Action item: Leave out pictures; repeat exactly the lines from the "neck</item>, that would be most helpful." line through the last of the data below.
--- Supplied data Enclosed Below ---
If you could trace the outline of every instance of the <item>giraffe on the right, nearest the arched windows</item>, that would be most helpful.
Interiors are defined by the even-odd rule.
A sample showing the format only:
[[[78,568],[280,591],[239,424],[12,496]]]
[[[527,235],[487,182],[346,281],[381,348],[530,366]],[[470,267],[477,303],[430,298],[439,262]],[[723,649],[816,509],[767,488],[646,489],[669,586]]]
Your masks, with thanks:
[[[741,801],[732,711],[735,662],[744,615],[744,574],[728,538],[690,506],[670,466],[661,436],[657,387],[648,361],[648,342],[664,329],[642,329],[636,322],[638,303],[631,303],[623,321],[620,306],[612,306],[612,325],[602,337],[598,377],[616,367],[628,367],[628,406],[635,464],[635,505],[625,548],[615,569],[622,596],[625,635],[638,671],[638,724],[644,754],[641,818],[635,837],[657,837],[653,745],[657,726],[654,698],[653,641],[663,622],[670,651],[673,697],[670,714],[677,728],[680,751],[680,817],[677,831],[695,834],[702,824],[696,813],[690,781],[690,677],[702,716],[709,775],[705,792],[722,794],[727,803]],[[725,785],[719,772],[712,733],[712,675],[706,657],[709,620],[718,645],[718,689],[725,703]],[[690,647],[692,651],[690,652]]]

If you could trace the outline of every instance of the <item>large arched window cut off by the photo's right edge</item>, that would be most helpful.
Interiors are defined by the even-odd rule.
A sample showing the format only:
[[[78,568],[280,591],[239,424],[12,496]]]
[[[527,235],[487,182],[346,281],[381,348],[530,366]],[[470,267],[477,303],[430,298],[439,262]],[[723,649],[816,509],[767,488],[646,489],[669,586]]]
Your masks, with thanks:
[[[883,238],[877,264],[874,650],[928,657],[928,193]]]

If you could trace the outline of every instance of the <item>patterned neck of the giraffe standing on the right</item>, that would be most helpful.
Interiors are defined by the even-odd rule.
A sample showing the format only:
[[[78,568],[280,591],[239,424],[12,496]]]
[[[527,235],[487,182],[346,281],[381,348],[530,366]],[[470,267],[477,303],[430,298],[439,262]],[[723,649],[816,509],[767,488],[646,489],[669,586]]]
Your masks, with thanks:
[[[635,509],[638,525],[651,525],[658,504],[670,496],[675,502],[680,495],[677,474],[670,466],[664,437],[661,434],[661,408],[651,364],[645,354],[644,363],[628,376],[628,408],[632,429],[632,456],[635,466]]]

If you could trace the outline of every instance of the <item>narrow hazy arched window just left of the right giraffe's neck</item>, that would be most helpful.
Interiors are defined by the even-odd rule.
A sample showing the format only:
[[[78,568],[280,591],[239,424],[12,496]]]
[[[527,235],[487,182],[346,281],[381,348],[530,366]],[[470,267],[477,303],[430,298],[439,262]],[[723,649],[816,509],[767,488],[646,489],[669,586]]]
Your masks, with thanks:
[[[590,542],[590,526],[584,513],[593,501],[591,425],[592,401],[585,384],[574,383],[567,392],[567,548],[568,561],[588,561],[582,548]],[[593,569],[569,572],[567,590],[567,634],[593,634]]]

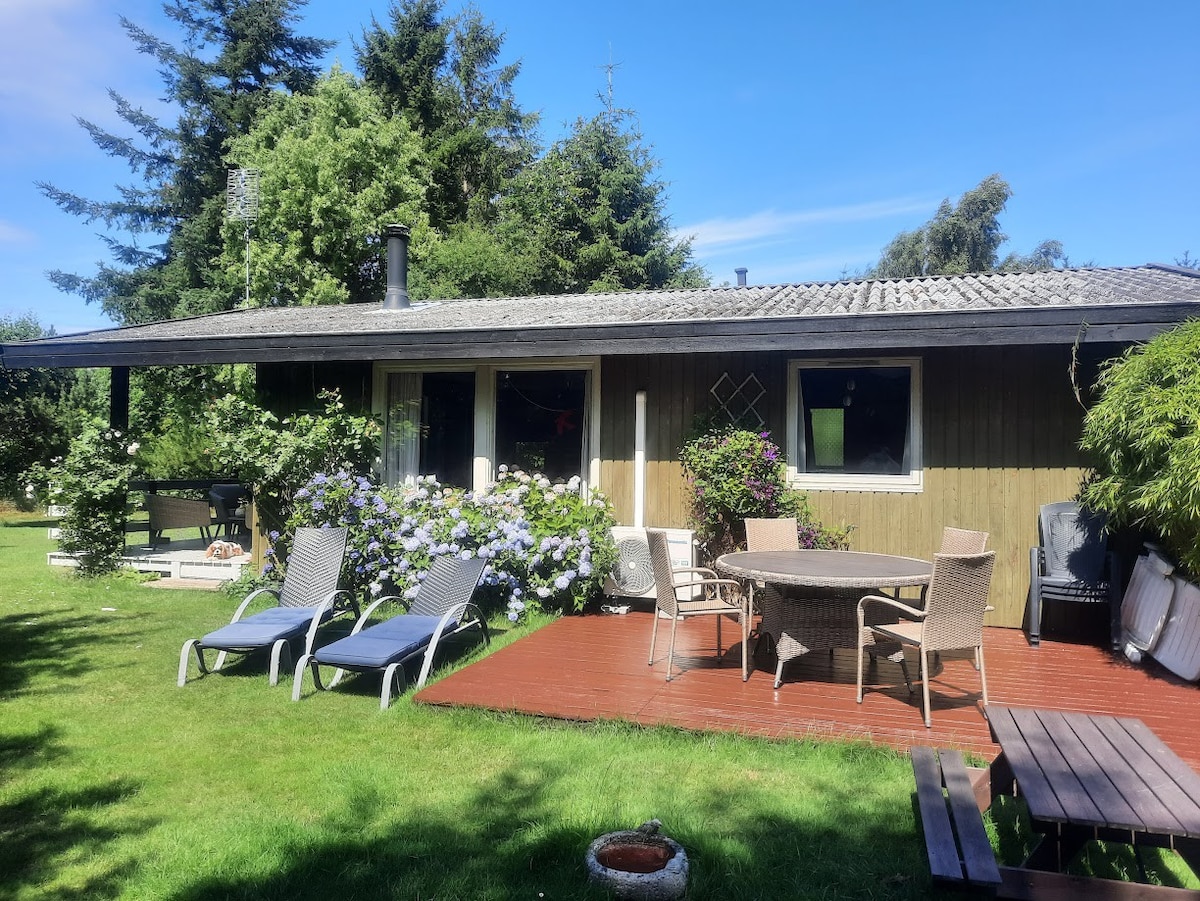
--- End of Enclosed Supplied data ---
Expected output:
If you could trace the outline of every instance of the <item>narrow hazy arched window just left of the right giraffe's neck</item>, that would be most helpful.
Interiors are defined by the even-odd rule.
A sample showing the format only:
[[[78,568],[280,591],[239,424],[12,496]]]
[[[527,235],[487,182],[346,281],[381,348],[530,366]],[[470,267],[477,303],[430,298],[439,262]],[[723,649],[816,509],[767,488],[646,489],[669,586]]]
Your masks, with thanks:
[[[590,542],[590,526],[584,513],[593,501],[591,425],[592,401],[585,384],[574,383],[567,392],[567,548],[568,561],[588,561],[582,548]],[[593,569],[569,572],[567,590],[567,634],[593,634]]]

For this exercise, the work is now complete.